Архив метки: Tim Armstrong

Verizon declines to comment on WSJ report saying Tim Armstrong is in talks to leave Oath

The Wall Street Journal is reporting that Tim Armstrong is in talks to leave Verizon as soon as next month.
Armstrong heads up the carrier giant’s digital and advertising division, Oath (formerly AOL, prior to the Yahoo acquisition and the subsequent merger of the two units). Oath also happens to be TechCrunch’s parent, of course.
We reached out to our corporate overlords for a confirm or deny on the newspaper report. A Verizon spokesperson told us: “We don’t comment on speculation and have no announcements to make.”
The WSJ cites “people familiar with the matter” telling it Armstrong is in talks to leave, which would mean he’s set to step away from an ongoing process of combining the two business units into a digital content and ad tech giant.
Though he has presided over several rounds of job cuts already, as part of that process.
Verizon acquired Armstrong when it bought AOL in 2015. The Yahoo acquisition followed in 2017 — with the two merged to form the odd-sounding Oath, a b2b brand that Armstrong seemingly inadvertently outted.
Building an ad giant to challenge Google and Facebook is the underlying strategy. But as the WSJ points out there hasn’t been much evidence of Oath moving Verizon’s growth needle yet (which remains tied to its wireless infrastructure).
The newspaper cites eMarketer projections which have Google taking over a third of the online ad market by 2020; Facebook just under a fifth; and Oath a mere 2.7%.
Meanwhile, Verizon’s appointment of former Ericsson CEO, Hans Vestberg, as its new chief exec in June, taking over from Lowell McAdam (who stepped down after seven years), suggests pipes (not content) remain the core focus for the carrier — which has the expensive of 5G upgrades to worry about.
A cost reduction program, intending to use network virtualization to take $10BN in expenses out of the business over the next four years, has also been a recent corporate priority for Verizon.
Given that picture, it’s less clear how Oath’s media properties mesh with its plans.

Written exercise A
Copy out the article on Tim Armstrong's possible exit from Oath in full, word for word.
The article and the listing that follows have nothing to do with each other.

Exercise input
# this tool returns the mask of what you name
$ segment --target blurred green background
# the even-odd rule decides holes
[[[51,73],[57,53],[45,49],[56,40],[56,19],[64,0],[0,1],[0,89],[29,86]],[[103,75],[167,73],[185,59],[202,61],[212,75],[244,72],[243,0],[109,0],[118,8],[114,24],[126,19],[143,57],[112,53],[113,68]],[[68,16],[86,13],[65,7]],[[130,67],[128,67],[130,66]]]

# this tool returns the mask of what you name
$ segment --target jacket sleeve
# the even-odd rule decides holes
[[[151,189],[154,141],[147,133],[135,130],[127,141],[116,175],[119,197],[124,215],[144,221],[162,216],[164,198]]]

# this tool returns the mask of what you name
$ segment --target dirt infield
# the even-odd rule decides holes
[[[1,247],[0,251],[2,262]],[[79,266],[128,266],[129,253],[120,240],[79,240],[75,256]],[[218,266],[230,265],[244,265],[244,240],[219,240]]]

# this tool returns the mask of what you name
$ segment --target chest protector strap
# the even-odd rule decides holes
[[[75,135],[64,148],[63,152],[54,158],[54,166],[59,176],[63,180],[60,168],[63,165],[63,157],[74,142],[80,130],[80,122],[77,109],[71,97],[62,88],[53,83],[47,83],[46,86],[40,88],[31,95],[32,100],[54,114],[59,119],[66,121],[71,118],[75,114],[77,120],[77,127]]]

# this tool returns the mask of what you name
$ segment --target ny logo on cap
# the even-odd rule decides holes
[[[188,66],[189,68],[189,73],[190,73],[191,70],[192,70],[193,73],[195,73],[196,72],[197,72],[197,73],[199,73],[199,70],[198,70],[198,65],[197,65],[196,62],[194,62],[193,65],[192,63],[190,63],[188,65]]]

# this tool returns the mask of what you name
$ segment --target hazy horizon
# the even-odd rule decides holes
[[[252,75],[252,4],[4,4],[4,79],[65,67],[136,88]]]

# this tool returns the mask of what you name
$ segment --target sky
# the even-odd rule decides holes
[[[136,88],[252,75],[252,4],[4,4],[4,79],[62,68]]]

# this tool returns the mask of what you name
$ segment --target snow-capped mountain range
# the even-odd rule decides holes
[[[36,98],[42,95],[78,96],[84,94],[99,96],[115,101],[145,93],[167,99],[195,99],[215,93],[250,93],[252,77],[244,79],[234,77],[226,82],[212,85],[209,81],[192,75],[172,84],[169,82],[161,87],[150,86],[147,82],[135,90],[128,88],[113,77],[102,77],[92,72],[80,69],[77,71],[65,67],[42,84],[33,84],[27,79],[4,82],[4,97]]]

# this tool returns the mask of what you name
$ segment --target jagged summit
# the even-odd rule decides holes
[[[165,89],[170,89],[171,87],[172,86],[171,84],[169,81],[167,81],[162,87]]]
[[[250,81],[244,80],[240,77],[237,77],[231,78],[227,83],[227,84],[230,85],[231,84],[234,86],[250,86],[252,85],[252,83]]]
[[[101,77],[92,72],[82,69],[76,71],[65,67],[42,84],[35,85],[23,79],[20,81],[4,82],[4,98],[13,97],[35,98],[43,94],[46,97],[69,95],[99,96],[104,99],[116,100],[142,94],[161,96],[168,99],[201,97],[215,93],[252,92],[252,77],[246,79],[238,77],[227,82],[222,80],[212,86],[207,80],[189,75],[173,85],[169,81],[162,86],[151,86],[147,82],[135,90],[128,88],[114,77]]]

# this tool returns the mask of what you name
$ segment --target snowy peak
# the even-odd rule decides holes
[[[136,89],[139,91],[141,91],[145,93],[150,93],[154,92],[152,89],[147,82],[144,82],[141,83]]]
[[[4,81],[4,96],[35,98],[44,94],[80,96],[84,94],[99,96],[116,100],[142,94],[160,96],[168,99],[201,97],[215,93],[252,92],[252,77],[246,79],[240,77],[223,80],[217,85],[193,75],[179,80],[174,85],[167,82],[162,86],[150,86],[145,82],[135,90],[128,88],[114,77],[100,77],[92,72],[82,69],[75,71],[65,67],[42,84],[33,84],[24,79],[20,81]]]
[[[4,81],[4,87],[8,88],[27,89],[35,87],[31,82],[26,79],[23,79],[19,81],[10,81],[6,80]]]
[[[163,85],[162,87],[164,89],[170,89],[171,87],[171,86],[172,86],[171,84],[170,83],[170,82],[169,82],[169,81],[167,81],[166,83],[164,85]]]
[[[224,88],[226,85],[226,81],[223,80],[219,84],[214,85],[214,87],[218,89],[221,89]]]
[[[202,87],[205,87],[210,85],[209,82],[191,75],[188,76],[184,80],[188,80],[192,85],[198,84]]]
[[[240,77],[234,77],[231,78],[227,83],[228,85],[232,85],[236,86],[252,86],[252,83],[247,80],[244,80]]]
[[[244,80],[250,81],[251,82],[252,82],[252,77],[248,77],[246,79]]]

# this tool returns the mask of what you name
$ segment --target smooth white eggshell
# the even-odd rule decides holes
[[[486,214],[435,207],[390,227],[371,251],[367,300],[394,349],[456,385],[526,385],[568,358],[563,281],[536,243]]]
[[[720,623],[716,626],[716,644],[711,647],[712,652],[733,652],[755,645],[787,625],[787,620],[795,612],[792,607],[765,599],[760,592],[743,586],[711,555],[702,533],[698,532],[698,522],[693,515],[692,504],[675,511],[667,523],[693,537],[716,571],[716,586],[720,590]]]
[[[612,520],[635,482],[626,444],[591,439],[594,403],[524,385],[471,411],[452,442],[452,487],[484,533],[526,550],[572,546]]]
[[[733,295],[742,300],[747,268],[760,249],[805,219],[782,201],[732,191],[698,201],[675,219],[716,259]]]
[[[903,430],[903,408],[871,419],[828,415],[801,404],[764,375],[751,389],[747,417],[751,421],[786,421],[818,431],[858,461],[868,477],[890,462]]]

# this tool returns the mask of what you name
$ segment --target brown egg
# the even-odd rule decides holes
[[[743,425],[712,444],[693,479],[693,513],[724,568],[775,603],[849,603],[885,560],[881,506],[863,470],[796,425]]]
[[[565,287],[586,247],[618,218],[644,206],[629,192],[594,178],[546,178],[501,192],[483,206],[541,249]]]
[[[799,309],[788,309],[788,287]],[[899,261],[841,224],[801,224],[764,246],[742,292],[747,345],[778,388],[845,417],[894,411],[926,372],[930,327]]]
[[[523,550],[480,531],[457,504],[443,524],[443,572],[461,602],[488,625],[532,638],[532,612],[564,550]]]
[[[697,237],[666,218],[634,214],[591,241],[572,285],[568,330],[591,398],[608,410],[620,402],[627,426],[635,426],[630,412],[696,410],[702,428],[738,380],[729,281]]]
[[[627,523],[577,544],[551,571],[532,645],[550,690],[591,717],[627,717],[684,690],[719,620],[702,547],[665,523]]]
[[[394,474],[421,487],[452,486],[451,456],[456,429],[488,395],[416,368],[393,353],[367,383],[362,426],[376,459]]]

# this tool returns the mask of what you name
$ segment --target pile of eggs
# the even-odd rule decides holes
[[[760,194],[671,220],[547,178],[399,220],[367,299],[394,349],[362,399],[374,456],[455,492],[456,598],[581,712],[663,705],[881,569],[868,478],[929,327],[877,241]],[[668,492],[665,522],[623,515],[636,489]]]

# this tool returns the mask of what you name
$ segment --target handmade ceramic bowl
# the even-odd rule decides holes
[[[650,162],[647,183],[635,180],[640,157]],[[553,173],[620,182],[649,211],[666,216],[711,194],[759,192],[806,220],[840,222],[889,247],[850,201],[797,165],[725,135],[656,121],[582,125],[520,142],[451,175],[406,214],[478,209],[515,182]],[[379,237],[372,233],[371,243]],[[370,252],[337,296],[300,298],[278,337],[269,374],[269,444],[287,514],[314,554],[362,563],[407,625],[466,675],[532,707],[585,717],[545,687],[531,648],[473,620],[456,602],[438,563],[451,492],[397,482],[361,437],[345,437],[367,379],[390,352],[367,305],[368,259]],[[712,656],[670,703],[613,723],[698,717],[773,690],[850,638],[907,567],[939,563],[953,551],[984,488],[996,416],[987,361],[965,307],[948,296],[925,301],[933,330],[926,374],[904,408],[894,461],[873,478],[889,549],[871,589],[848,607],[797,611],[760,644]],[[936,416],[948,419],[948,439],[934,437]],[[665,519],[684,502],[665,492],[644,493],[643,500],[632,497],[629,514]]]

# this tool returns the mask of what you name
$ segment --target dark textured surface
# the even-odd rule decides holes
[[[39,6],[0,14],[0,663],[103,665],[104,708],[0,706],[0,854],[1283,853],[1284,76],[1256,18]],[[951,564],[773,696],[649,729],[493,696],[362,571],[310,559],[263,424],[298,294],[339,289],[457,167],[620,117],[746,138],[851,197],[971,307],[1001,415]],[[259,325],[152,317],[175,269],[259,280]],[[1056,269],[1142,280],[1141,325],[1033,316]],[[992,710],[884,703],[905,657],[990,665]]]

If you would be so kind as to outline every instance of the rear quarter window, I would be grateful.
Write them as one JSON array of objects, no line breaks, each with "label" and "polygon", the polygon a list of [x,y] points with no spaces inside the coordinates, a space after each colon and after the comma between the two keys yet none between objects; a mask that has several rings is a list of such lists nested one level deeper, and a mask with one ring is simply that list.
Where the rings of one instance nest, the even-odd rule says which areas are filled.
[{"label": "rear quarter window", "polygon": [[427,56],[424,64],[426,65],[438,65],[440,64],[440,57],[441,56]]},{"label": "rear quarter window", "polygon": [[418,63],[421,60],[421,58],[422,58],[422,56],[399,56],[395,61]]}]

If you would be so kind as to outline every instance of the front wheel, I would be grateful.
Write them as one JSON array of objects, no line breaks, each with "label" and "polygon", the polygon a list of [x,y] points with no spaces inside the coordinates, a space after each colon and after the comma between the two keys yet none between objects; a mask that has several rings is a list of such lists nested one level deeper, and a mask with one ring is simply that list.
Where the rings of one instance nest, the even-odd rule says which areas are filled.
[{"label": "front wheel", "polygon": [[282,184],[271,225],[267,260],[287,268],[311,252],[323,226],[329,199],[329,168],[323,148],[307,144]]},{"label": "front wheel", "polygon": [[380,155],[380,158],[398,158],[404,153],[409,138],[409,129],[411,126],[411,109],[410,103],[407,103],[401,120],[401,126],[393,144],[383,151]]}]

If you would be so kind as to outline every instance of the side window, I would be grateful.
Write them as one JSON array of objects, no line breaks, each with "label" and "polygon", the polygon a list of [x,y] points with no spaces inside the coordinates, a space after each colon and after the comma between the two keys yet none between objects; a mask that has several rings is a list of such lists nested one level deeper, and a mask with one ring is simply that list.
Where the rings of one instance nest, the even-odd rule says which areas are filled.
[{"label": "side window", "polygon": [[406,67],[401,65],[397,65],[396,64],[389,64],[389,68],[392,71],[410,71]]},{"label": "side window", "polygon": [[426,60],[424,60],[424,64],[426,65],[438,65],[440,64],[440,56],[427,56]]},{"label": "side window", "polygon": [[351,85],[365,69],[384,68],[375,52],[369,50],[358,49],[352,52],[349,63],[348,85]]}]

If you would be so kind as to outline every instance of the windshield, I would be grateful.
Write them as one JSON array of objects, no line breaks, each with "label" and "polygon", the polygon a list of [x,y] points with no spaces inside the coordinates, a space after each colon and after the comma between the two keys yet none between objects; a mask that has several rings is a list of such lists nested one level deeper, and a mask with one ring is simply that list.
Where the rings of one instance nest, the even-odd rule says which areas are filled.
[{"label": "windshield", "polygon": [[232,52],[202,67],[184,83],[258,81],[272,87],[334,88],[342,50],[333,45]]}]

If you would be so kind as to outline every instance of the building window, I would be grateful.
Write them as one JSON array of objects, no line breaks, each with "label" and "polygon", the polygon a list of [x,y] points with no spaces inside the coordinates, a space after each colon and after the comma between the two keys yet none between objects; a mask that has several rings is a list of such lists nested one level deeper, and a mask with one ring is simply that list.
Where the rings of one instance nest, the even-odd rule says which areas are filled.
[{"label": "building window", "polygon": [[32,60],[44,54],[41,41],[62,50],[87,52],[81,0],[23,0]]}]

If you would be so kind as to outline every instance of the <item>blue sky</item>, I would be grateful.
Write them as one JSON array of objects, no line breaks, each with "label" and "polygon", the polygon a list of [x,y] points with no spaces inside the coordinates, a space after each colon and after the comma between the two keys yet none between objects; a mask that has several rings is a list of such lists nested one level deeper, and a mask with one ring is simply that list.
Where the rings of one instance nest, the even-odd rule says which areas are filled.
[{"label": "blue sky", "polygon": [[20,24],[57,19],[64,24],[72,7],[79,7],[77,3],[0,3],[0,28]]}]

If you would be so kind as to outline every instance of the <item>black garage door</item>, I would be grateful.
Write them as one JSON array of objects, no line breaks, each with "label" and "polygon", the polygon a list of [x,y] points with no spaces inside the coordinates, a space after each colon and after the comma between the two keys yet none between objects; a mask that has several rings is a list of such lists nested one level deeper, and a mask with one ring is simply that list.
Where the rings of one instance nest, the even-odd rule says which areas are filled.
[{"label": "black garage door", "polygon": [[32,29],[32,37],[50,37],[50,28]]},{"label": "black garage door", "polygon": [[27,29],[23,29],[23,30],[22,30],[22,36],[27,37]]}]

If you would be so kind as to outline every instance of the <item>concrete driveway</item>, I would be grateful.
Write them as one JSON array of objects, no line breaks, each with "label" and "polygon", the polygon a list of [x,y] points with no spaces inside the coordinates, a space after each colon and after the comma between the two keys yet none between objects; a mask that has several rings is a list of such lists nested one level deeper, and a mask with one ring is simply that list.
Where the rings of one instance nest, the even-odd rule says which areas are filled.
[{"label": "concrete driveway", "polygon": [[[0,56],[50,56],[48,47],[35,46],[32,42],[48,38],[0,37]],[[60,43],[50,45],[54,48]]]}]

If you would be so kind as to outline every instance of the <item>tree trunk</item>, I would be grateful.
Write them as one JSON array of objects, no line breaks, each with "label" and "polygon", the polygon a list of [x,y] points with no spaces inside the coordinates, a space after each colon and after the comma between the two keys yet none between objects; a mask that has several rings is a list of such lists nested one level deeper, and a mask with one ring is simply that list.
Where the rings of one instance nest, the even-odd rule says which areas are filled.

Written exercise B
Extract the stretch of the listing from the line containing "trunk</item>, I would be grateful." through the end of the listing, reproducing each line verbatim.

Exercise result A
Архив метки: Tim Armstrong

Verizon declines to comment on WSJ report saying Tim Armstrong is in talks to leave Oath

The Wall Street Journal is reporting that Tim Armstrong is in talks to leave Verizon as soon as next month.
Armstrong heads up the carrier giant’s digital and advertising division, Oath (formerly AOL, prior to the Yahoo acquisition and the subsequent merger of the two units). Oath also happens to be TechCrunch’s parent, of course.
We reached out to our corporate overlords for a confirm or deny on the newspaper report. A Verizon spokesperson told us: “We don’t comment on speculation and have no announcements to make.”
The WSJ cites “people familiar with the matter” telling it Armstrong is in talks to leave, which would mean he’s set to step away from an ongoing process of combining the two business units into a digital content and ad tech giant.
Though he has presided over several rounds of job cuts already, as part of that process.
Verizon acquired Armstrong when it bought AOL in 2015. The Yahoo acquisition followed in 2017 — with the two merged to form the odd-sounding Oath, a b2b brand that Armstrong seemingly inadvertently outted.
Building an ad giant to challenge Google and Facebook is the underlying strategy. But as the WSJ points out there hasn’t been much evidence of Oath moving Verizon’s growth needle yet (which remains tied to its wireless infrastructure).
The newspaper cites eMarketer projections which have Google taking over a third of the online ad market by 2020; Facebook just under a fifth; and Oath a mere 2.7%.
Meanwhile, Verizon’s appointment of former Ericsson CEO, Hans Vestberg, as its new chief exec in June, taking over from Lowell McAdam (who stepped down after seven years), suggests pipes (not content) remain the core focus for the carrier — which has the expensive of 5G upgrades to worry about.
A cost reduction program, intending to use network virtualization to take $10BN in expenses out of the business over the next four years, has also been a recent corporate priority for Verizon.
Given that picture, it’s less clear how Oath’s media properties mesh with its plans.

Exercise result B
If you would be so kind as to outline every instance of the <item>tree trunk</item>, I would be grateful.
Write them as one JSON array of objects, no line breaks, each with "label" and "polygon", the polygon a list of [x,y] points with no spaces inside the coordinates, a space after each colon and after the comma between the two keys yet none between objects; a mask that has several rings is a list of such lists nested one level deeper, and a mask with one ring is simply that list.
Where the rings of one instance nest, the even-odd rule says which areas are filled.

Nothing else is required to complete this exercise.